- **本文**
#####
いよいよ第二幕が始まりました。基本的に土曜日更新の予定でしたが、今回だけ、先行しておきます。
内容やストーリーの感想は多いと思うので、気になったところや「ここを見ると面白いよ」という制作側のこだわりを見つけていきたいと思います。
物語自体は原作に無い話から始まっています。舞台はカントリーハウスを前面に打ち出し、使用人主体の視点で進めてくれているようです。
見出し
・器物損壊と管理上の責任
・原作からの修正ポイント〜ランドリールーム
・侍女「ナネット」と赤い制服(The Scarlet Tunic)
・使用人の数
・「使用人は仲間を裏切らない」?
・最後に:カントリーハウスを描きまくる?
描写の解説面で説明の都合上、描き方に踏み込んでおります。まだ見ていない方はネタばれになるので、ここから先は読まないようにお願いいたします。
物語は『嵐が丘』の舞台ハワースにある、メルダース家のカントリーハウスに移ります。メルダース家に勤めるようになったエマと、使用人たちの物語、といった雰囲気が強まっています。
器物損壊と管理上の責任
いきなり物語の冒頭から、ターシャは塑像をぶっ壊します。しかし、これは管理上、あまり褒められたことではありません。メイドに貴重品類の掃除をさせること自体が、間違っているからです。
通常、こうした高価な品物はフットマンか、もう少し注意深い人間に扱わせます。少なくとも、ターシャに触れさせる環境を作った時点で、管理者として負けです。アデーレもその意味では、ターシャが落とすのを予測できたはずですし、話しかけるタイミングではなかったでしょう。
メイドに扱わせない理由ですが、ターシャはどうかわかりませんが、メイドには「置かれている物の価値」がわからないことも珍しくありません。当時の風刺画などには、「ブラシで絵画の表面をこすって磨くメイド」なんてものまで残っています。
そもそも、多くのメイドは最初、「道具の使い方」さえ知りません。彼女たちの階級の暮らしでは、存在しないような道具を使って、仕事するようことになるのです。
そして、高価なものであればこそ、「メイドの給金」というレベルでは済みません。卵を割るのとはわけが違うので、即刻、解雇される可能性が高いです。
絵的には面白いですし、実際には上記のルールが厳密に行われていたとは言えないのですが、ちょっとやりすぎです。
原作からの修正ポイント〜ランドリールーム
原作で感じた違和感というか、絵的に「あれ?」と思ったものがありました。アニメでは修正していたので、やはり気になっていたのでしょう。
『エマ』3巻、P.92〜93、エマはランドリーメイドたちの領域にシーツを持っていき、注意されます。多分、ランドリーメイドを研究した人間で無ければわからない箇所ですが、『エマ』3巻にて、エマが入った部屋では、「アイロンをかけていたし、洗濯もしていた」のです。
#####
- **提示データ**
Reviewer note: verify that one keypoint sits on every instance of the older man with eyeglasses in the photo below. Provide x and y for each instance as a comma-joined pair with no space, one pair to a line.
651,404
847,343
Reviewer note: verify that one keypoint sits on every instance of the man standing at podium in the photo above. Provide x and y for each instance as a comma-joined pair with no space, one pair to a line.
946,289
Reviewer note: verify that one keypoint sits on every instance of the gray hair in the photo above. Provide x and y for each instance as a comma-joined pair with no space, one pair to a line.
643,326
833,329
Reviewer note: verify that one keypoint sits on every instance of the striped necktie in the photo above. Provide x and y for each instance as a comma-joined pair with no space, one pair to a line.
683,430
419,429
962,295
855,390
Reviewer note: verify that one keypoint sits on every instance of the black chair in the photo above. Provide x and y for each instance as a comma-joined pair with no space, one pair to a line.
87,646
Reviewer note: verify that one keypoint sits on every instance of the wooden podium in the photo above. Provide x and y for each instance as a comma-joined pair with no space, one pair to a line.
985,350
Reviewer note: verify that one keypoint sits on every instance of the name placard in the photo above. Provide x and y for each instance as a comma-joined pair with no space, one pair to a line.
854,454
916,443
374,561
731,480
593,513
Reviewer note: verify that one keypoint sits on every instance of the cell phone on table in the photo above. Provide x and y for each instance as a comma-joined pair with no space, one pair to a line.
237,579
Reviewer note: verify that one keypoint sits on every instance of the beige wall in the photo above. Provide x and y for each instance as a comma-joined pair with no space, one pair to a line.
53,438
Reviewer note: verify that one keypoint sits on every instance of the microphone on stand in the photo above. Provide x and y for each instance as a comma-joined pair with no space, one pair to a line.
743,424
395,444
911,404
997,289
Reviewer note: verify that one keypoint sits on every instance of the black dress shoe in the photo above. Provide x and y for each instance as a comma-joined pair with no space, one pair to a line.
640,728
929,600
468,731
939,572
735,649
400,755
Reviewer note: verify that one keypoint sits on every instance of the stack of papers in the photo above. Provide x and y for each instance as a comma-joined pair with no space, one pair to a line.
#####
- **課題 A**
本文の「見出し」に並んでいる項目をすべて書き出してください。
- **課題 B**
エントリーのうち、「of the beige」を含む行からエントリーの最後の行までを、「番号」と「エントリー行」の2列のMarkdownの表として示すこと。両端の行を含め、空行は除く。

- **解答 A**
- 器物損壊と管理上の責任
- 原作からの修正ポイント〜ランドリールーム
- 侍女「ナネット」と赤い制服(The Scarlet Tunic)
- 使用人の数
- 「使用人は仲間を裏切らない」?
- 最後に:カントリーハウスを描きまくる?

- **解答 B**
| 番号 | エントリー行 |
|---|---|
| 1 | Reviewer note: verify that one keypoint sits on every instance of the beige wall in the photo above. Provide x and y for each instance as a comma-joined pair with no space, one pair to a line. |
| 2 | 53,438 |
| 3 | Reviewer note: verify that one keypoint sits on every instance of the microphone on stand in the photo above. Provide x and y for each instance as a comma-joined pair with no space, one pair to a line. |
| 4 | 743,424 |
| 5 | 395,444 |
| 6 | 911,404 |
| 7 | 997,289 |
| 8 | Reviewer note: verify that one keypoint sits on every instance of the black dress shoe in the photo above. Provide x and y for each instance as a comma-joined pair with no space, one pair to a line. |
| 9 | 640,728 |
| 10 | 929,600 |
| 11 | 468,731 |
| 12 | 939,572 |
| 13 | 735,649 |
| 14 | 400,755 |
| 15 | Reviewer note: verify that one keypoint sits on every instance of the stack of papers in the photo above. Provide x and y for each instance as a comma-joined pair with no space, one pair to a line. |